PROVIDED INFORMATION START
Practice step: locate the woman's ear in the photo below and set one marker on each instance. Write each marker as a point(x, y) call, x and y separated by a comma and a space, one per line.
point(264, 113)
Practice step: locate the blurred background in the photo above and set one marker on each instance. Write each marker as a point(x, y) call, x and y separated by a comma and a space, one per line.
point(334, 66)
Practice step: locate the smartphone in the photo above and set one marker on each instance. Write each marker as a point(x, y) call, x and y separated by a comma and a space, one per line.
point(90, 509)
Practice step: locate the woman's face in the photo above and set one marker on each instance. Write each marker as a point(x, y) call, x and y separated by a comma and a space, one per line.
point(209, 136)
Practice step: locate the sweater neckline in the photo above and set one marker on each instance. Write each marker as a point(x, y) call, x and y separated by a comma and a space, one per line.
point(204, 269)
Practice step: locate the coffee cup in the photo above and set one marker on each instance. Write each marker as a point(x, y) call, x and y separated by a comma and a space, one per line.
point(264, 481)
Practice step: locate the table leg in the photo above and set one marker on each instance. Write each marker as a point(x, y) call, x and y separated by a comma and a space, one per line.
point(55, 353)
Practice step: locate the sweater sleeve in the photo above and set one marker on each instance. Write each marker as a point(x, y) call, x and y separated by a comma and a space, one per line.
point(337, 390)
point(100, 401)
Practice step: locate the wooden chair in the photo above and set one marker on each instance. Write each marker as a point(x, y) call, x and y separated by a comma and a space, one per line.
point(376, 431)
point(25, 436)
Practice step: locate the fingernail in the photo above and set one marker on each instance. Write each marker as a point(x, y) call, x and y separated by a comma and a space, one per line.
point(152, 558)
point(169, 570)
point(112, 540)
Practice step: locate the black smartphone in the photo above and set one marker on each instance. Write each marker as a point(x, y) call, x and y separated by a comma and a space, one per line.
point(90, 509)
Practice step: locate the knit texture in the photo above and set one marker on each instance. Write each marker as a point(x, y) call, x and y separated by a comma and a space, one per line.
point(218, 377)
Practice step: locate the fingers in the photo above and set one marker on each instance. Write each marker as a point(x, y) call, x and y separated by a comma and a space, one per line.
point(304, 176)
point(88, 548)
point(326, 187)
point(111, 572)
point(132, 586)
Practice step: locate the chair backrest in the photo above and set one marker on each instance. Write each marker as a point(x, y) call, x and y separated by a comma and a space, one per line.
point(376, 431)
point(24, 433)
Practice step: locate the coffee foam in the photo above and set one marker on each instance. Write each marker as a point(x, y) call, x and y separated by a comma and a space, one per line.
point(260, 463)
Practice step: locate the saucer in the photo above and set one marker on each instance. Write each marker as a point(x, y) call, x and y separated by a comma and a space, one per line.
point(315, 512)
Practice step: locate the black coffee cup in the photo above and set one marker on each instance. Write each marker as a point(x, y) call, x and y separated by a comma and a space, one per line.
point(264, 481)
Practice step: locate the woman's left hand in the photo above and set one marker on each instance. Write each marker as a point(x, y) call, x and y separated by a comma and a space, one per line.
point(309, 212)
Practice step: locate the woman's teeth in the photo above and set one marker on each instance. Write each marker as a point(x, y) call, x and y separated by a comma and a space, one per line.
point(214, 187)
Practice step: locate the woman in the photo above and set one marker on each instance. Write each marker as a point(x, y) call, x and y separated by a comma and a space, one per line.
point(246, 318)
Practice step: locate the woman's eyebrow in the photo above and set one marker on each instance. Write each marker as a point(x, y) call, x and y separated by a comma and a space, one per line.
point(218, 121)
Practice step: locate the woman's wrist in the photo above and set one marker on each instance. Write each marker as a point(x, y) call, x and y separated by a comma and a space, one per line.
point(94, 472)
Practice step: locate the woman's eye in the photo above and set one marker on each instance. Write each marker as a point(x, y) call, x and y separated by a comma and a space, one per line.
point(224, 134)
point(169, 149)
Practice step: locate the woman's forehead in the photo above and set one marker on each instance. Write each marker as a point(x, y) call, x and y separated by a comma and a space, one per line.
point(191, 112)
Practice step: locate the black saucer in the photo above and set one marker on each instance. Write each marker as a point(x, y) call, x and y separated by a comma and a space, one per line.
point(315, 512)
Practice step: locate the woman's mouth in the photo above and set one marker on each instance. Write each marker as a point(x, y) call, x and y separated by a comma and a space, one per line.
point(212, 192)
PROVIDED INFORMATION END
• _PROBLEM STATEMENT_
Every line of data must be returned unchanged.

• _RESULT FOR THIS EXERCISE_
Practice step: locate the woman's ear in the photo below and set one marker on each instance. Write each marker as a point(x, y) call, x and y separated by a comma and a space, one per line.
point(264, 113)
Practice step: locate the blurred background in the photo above and set one marker on each instance. Write each marker as a point(x, y) call, x and y separated by a comma and a space, one per line.
point(334, 66)
Practice step: locate the smartphone in the photo above and set one marker on each instance. Write each marker as a point(x, y) call, x and y separated by a comma and a space, one per line.
point(90, 509)
Practice step: locate the woman's face in the photo above and set one marker on each instance. Write each marker as a point(x, y) call, x and y separated by a comma and a space, one per line.
point(209, 136)
Practice step: locate the sweater neckline in the photo above and set one marker on each instance. Write each marker as a point(x, y) call, x and y separated by a comma and a space, one per line.
point(204, 269)
Practice step: locate the coffee cup in the photo above and set one marker on each instance. Write each marker as a point(x, y) call, x and y separated by a comma and a space, one per line.
point(264, 481)
Practice step: locate the table leg in the photo above and set one marker on each instance. Write each marker as a point(x, y) call, x and y separated by a comma and a space, one per line.
point(55, 353)
Practice step: locate the sweater sleeve in the photo above and set one marker on each instance. Write each marker as a point(x, y) call, x and y separated by a comma and a space, one per line.
point(337, 390)
point(100, 401)
Practice step: locate the wooden chair in the photo above and set one marker on each instance. Write each marker as a point(x, y) call, x and y separated by a comma and a space, one per line.
point(376, 431)
point(25, 436)
Practice step: locate the fingernail in the photo above and set one marker on each instance. Write each marker as a point(x, y) call, x and y separated by a comma and a space, one per line.
point(152, 558)
point(169, 570)
point(112, 540)
Practice step: locate the black smartphone in the photo above and set one marker on each instance. Write each marker as a point(x, y) call, x and y separated by a comma and a space, one per line.
point(90, 509)
Practice step: locate the knit texture in the photo above and set one marker on each instance. Write each marker as a point(x, y) call, x and y separated by a comma and a space, one per line.
point(218, 377)
Practice step: locate the fingers in the photo above and set one marker on each instance. Write each marker as a point(x, y) call, x and y separated by a comma and a space, one per line.
point(304, 176)
point(88, 548)
point(326, 187)
point(111, 572)
point(132, 586)
Practice step: locate the chair backrest in the photo above and set one marker on each instance. Write each marker as a point(x, y) call, x and y separated by a comma and a space, one per line.
point(376, 431)
point(24, 433)
Practice step: locate the coffee foam in the photo above and set one marker on each instance. Write each marker as a point(x, y) call, x and y separated by a comma and a space, one per line.
point(260, 463)
Practice step: locate the saucer in the photo above and set one marker on each instance. Write each marker as a point(x, y) call, x and y separated by a comma and a space, one per line.
point(315, 512)
Practice step: locate the black coffee cup in the photo above and set one marker on each instance. Write each marker as a point(x, y) call, x and y separated by a comma and a space, one per line.
point(264, 481)
Practice step: locate the woman's left hand in the photo above and set one marker on each instance. Write each marker as a point(x, y) call, x and y separated by a comma and a space, one per line.
point(309, 212)
Practice step: locate the woman's teeth in the photo above and set one marker on each instance. Write each marker as a point(x, y) call, x and y separated by a comma and a space, one per line.
point(214, 187)
Practice step: locate the woman in the photo above and set one marker on each instance. Write each marker as a point(x, y) call, x and y separated by a comma and a space, one per line.
point(246, 318)
Practice step: locate the woman's eyebrow in the photo above and set one marker on each instance. Write each marker as a point(x, y) call, x and y separated by a comma and a space, one per line.
point(218, 121)
Practice step: locate the woman's wrist in the photo above and set one marker on each instance. Write each marker as a point(x, y) call, x and y separated by a comma and a space, one per line.
point(94, 472)
Practice step: locate the woman's eye in the photo above and set one marker on each instance. Write each marker as a point(x, y) call, x and y separated by a comma and a space, one per line.
point(224, 134)
point(169, 149)
Practice step: locate the woman's forehead in the photo above and set one marker on each instance. Write each marker as a point(x, y) call, x and y separated by a comma and a space, one per line.
point(191, 112)
Practice step: locate the black saucer in the photo above and set one marker on each instance. Write each marker as a point(x, y) call, x and y separated by a comma and a space, one per line.
point(315, 512)
Practice step: locate the woman's mouth in the photo above and set one marker on each instance. Write each marker as a point(x, y) call, x and y separated by a comma and a space, one per line.
point(212, 192)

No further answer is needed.